-- 指点数据摘录 --
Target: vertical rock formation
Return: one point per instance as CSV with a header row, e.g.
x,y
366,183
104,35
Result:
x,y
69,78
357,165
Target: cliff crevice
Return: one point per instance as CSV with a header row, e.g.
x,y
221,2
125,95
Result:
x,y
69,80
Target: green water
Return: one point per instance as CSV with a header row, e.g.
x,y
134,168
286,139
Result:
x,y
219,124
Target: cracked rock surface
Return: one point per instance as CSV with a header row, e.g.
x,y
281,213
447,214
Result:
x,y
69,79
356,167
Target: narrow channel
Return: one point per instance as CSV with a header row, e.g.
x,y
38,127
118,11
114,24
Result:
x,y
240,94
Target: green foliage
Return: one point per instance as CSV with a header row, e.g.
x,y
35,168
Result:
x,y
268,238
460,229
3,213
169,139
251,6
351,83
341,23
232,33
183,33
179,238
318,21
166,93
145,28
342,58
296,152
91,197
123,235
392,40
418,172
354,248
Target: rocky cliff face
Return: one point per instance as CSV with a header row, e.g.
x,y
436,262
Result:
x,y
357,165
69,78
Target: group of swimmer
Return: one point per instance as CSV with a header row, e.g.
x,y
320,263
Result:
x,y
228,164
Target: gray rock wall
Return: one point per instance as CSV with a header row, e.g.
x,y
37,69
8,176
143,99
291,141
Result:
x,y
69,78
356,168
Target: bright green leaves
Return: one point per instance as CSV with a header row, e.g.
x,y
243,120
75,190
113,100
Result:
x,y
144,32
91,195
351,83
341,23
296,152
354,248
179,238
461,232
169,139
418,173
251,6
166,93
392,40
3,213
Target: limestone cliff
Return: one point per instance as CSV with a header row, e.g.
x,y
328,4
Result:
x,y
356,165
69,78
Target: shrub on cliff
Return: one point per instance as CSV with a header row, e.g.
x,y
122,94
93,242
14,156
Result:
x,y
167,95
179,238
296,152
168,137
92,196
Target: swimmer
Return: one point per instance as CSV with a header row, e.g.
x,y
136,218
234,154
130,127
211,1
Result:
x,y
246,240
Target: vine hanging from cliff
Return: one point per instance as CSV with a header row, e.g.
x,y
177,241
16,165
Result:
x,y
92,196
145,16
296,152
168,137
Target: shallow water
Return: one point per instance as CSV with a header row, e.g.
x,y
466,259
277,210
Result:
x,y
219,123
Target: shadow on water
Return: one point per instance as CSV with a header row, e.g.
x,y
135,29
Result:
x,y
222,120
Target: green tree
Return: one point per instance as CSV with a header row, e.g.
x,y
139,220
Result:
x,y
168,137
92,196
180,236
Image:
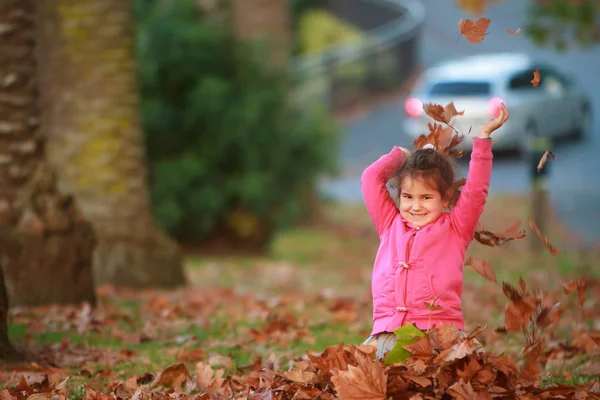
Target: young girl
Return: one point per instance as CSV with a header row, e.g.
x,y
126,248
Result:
x,y
422,246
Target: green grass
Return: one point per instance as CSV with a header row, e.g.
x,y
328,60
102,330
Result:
x,y
309,272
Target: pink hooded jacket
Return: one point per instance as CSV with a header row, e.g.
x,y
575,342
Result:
x,y
414,266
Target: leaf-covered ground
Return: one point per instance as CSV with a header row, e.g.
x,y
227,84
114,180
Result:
x,y
290,326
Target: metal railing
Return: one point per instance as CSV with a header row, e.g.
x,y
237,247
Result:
x,y
385,59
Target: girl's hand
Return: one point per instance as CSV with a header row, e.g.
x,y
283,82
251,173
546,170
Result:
x,y
494,124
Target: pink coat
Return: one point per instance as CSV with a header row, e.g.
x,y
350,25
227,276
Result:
x,y
413,265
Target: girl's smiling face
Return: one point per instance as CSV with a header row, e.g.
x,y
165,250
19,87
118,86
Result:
x,y
420,204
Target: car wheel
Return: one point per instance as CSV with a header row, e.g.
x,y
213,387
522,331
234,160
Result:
x,y
583,122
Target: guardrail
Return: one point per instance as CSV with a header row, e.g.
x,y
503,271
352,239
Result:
x,y
385,59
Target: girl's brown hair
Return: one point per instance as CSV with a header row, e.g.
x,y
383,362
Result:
x,y
431,166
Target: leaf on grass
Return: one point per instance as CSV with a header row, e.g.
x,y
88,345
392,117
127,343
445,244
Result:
x,y
492,239
544,239
207,379
536,78
459,350
366,381
405,335
462,391
300,376
474,31
578,285
173,376
544,159
483,268
333,358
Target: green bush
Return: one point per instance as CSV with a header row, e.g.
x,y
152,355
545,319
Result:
x,y
223,137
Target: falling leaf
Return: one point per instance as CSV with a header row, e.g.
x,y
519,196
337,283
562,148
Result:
x,y
366,381
544,159
544,239
492,239
536,78
474,31
442,114
483,268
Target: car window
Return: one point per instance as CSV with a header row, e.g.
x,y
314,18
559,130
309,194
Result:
x,y
460,89
550,80
521,81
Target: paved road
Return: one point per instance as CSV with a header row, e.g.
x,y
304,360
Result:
x,y
574,183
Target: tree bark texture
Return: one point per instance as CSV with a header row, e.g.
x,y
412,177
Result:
x,y
45,245
90,101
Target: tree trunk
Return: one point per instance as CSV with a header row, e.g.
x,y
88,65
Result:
x,y
90,101
45,246
6,349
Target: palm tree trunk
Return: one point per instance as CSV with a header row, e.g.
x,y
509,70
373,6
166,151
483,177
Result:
x,y
45,245
90,101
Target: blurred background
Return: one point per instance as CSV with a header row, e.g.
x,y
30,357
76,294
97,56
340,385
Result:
x,y
220,143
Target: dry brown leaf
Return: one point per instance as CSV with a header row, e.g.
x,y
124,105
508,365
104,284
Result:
x,y
544,159
544,239
462,391
366,381
442,114
474,31
191,355
173,376
207,379
483,268
333,358
536,78
300,376
492,239
578,285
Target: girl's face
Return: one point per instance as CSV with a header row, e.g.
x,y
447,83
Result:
x,y
420,204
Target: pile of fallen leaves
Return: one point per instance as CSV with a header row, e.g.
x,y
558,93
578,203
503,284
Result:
x,y
442,364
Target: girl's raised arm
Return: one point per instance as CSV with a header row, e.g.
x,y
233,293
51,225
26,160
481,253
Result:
x,y
380,205
471,202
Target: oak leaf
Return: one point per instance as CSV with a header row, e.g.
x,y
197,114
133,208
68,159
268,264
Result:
x,y
474,31
483,268
333,358
544,239
442,114
578,285
300,376
173,376
536,78
544,159
492,239
207,379
366,381
462,391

-- 任务要求 --
请把以上全部条目逐行输出为 JSON 字符串列表，每行对应一个字符串，空行不计入；回答中不要附带图片。

-- 问题解答 --
[
  "Target: vertical rock formation",
  "Return: one point per instance as CSV with a header row, e.g.",
  "x,y",
  "366,183",
  "104,35",
  "Result:",
  "x,y",
  "69,78",
  "357,165",
  "Target: cliff crevice",
  "Return: one point per instance as CSV with a header row, e.g.",
  "x,y",
  "221,2",
  "125,95",
  "Result:",
  "x,y",
  "69,80",
  "Target: green water",
  "Return: one point per instance as CSV with a header row, e.g.",
  "x,y",
  "134,168",
  "286,139",
  "Result:",
  "x,y",
  "219,124",
  "Target: cracked rock surface",
  "Return: one point per instance as CSV with a header row, e.g.",
  "x,y",
  "281,213",
  "447,214",
  "Result:",
  "x,y",
  "69,79",
  "356,167",
  "Target: narrow channel",
  "Return: one point per instance as CSV with a header row, e.g.",
  "x,y",
  "38,127",
  "118,11",
  "114,24",
  "Result:",
  "x,y",
  "240,94",
  "Target: green foliage",
  "Return: one point per instance as CSV with a header row, e.g.",
  "x,y",
  "35,168",
  "Result:",
  "x,y",
  "268,238",
  "460,229",
  "3,213",
  "169,139",
  "251,6",
  "351,83",
  "341,23",
  "232,33",
  "183,33",
  "179,238",
  "318,21",
  "166,93",
  "145,28",
  "342,58",
  "296,152",
  "91,197",
  "123,235",
  "392,40",
  "418,172",
  "354,248",
  "Target: rocky cliff face",
  "Return: one point per instance as CSV with a header row, e.g.",
  "x,y",
  "436,262",
  "Result:",
  "x,y",
  "357,165",
  "69,78",
  "Target: group of swimmer",
  "Return: one point per instance as CSV with a header row, e.g.",
  "x,y",
  "320,263",
  "Result:",
  "x,y",
  "228,164",
  "Target: gray rock wall",
  "Return: one point per instance as CSV with a header row, e.g.",
  "x,y",
  "37,69",
  "8,176",
  "143,99",
  "291,141",
  "Result:",
  "x,y",
  "69,78",
  "356,168",
  "Target: bright green leaves",
  "Return: one point per instance as CSV with a header row, e.g.",
  "x,y",
  "243,120",
  "75,190",
  "113,100",
  "Result:",
  "x,y",
  "144,32",
  "91,195",
  "351,83",
  "341,23",
  "296,152",
  "354,248",
  "179,238",
  "461,232",
  "169,139",
  "418,173",
  "251,6",
  "166,93",
  "392,40",
  "3,213",
  "Target: limestone cliff",
  "Return: one point per instance as CSV with a header row, e.g.",
  "x,y",
  "328,4",
  "Result:",
  "x,y",
  "356,165",
  "69,78",
  "Target: shrub on cliff",
  "Return: one point per instance as CSV with a header row, e.g.",
  "x,y",
  "122,94",
  "93,242",
  "14,156",
  "Result:",
  "x,y",
  "167,95",
  "179,238",
  "296,152",
  "168,137",
  "92,196",
  "Target: swimmer",
  "Return: one point per instance as CSV with a header row, e.g.",
  "x,y",
  "136,218",
  "234,154",
  "130,127",
  "211,1",
  "Result:",
  "x,y",
  "246,240",
  "Target: vine hanging from cliff",
  "Return: one point per instance as CSV with a header row, e.g.",
  "x,y",
  "177,241",
  "16,165",
  "Result:",
  "x,y",
  "92,196",
  "145,16",
  "296,152",
  "168,137",
  "Target: shallow water",
  "Return: one point per instance as CSV with a header row, e.g.",
  "x,y",
  "466,259",
  "277,210",
  "Result:",
  "x,y",
  "219,123",
  "Target: shadow on water",
  "Return: one point per instance as CSV with a header row, e.g.",
  "x,y",
  "135,29",
  "Result:",
  "x,y",
  "222,120",
  "Target: green tree",
  "Return: one point per instance as CSV with a header row, e.g.",
  "x,y",
  "139,220",
  "Result:",
  "x,y",
  "168,137",
  "92,196",
  "180,236",
  "Image:",
  "Target: young girl",
  "Return: one point per instance as CSV with a header row, e.g.",
  "x,y",
  "126,248",
  "Result:",
  "x,y",
  "422,246",
  "Target: green grass",
  "Return: one point per instance as CSV with a header row, e.g.",
  "x,y",
  "328,60",
  "102,330",
  "Result:",
  "x,y",
  "309,272",
  "Target: pink hooded jacket",
  "Return: one point per instance as CSV with a header row, e.g.",
  "x,y",
  "575,342",
  "Result:",
  "x,y",
  "414,266",
  "Target: leaf-covered ground",
  "Return: one point per instance as CSV with a header row, e.g.",
  "x,y",
  "227,84",
  "114,180",
  "Result:",
  "x,y",
  "290,326",
  "Target: metal railing",
  "Return: one point per instance as CSV with a header row, e.g.",
  "x,y",
  "237,247",
  "Result:",
  "x,y",
  "385,59",
  "Target: girl's hand",
  "Return: one point per instance as CSV with a header row, e.g.",
  "x,y",
  "283,82",
  "251,173",
  "546,170",
  "Result:",
  "x,y",
  "494,124",
  "Target: pink coat",
  "Return: one point per instance as CSV with a header row, e.g.",
  "x,y",
  "350,25",
  "227,276",
  "Result:",
  "x,y",
  "413,265",
  "Target: girl's smiling face",
  "Return: one point per instance as CSV with a header row, e.g.",
  "x,y",
  "165,250",
  "19,87",
  "118,86",
  "Result:",
  "x,y",
  "420,204",
  "Target: car wheel",
  "Return: one point per instance as CSV with a header row, e.g.",
  "x,y",
  "213,387",
  "522,331",
  "234,160",
  "Result:",
  "x,y",
  "583,122",
  "Target: guardrail",
  "Return: one point per instance as CSV with a header row, e.g.",
  "x,y",
  "503,271",
  "352,239",
  "Result:",
  "x,y",
  "385,59",
  "Target: girl's brown hair",
  "Return: one point per instance as CSV with a header row, e.g.",
  "x,y",
  "383,362",
  "Result:",
  "x,y",
  "431,166",
  "Target: leaf on grass",
  "Return: one point per instance as CSV with a header row, e.g.",
  "x,y",
  "88,345",
  "392,117",
  "127,343",
  "445,244",
  "Result:",
  "x,y",
  "492,239",
  "544,239",
  "207,379",
  "536,78",
  "459,350",
  "366,381",
  "405,335",
  "462,391",
  "300,376",
  "474,31",
  "578,285",
  "173,376",
  "544,159",
  "483,268",
  "333,358",
  "Target: green bush",
  "Return: one point per instance as CSV with a header row, e.g.",
  "x,y",
  "152,355",
  "545,319",
  "Result:",
  "x,y",
  "223,137",
  "Target: falling leaf",
  "Return: one point per instance as CSV with a header row, e.g.",
  "x,y",
  "519,196",
  "337,283",
  "562,148",
  "Result:",
  "x,y",
  "366,381",
  "544,159",
  "544,239",
  "492,239",
  "536,78",
  "474,31",
  "442,114",
  "483,268",
  "Target: car window",
  "Return: one point per instance as CSV with a header row, e.g.",
  "x,y",
  "314,18",
  "559,130",
  "309,194",
  "Result:",
  "x,y",
  "460,89",
  "550,80",
  "521,81",
  "Target: paved road",
  "Return: one point per instance as CSV with a header row, e.g.",
  "x,y",
  "304,360",
  "Result:",
  "x,y",
  "574,183",
  "Target: tree bark texture",
  "Return: one point per instance as CSV with a header row, e.g.",
  "x,y",
  "412,177",
  "Result:",
  "x,y",
  "45,245",
  "90,101",
  "Target: tree trunk",
  "Return: one point per instance as CSV with a header row, e.g.",
  "x,y",
  "88,65",
  "Result:",
  "x,y",
  "90,101",
  "45,246",
  "6,349",
  "Target: palm tree trunk",
  "Return: one point per instance as CSV with a header row, e.g.",
  "x,y",
  "509,70",
  "373,6",
  "166,151",
  "483,177",
  "Result:",
  "x,y",
  "45,245",
  "90,101",
  "Target: blurred background",
  "Return: one point per instance as CSV with a header row, e.g.",
  "x,y",
  "30,357",
  "76,294",
  "97,56",
  "340,385",
  "Result:",
  "x,y",
  "220,143",
  "Target: dry brown leaf",
  "Return: one point per instance as CSV with a header row, e.g.",
  "x,y",
  "124,105",
  "508,365",
  "104,284",
  "Result:",
  "x,y",
  "544,159",
  "544,239",
  "462,391",
  "366,381",
  "442,114",
  "474,31",
  "191,355",
  "173,376",
  "207,379",
  "483,268",
  "333,358",
  "536,78",
  "300,376",
  "492,239",
  "578,285",
  "Target: girl's face",
  "Return: one point per instance as CSV with a header row, e.g.",
  "x,y",
  "447,83",
  "Result:",
  "x,y",
  "420,204",
  "Target: pile of fallen leaves",
  "Return: one point per instance as CSV with a header row, e.g.",
  "x,y",
  "558,93",
  "578,203",
  "503,284",
  "Result:",
  "x,y",
  "442,364",
  "Target: girl's raised arm",
  "Return: one point per instance as CSV with a header row, e.g.",
  "x,y",
  "233,293",
  "51,225",
  "26,160",
  "481,253",
  "Result:",
  "x,y",
  "380,205",
  "471,202",
  "Target: oak leaf",
  "Return: one point per instance as CSV with a header row, e.g.",
  "x,y",
  "197,114",
  "133,208",
  "68,159",
  "268,264",
  "Result:",
  "x,y",
  "474,31",
  "483,268",
  "333,358",
  "544,239",
  "442,114",
  "578,285",
  "300,376",
  "173,376",
  "536,78",
  "544,159",
  "492,239",
  "207,379",
  "366,381",
  "462,391"
]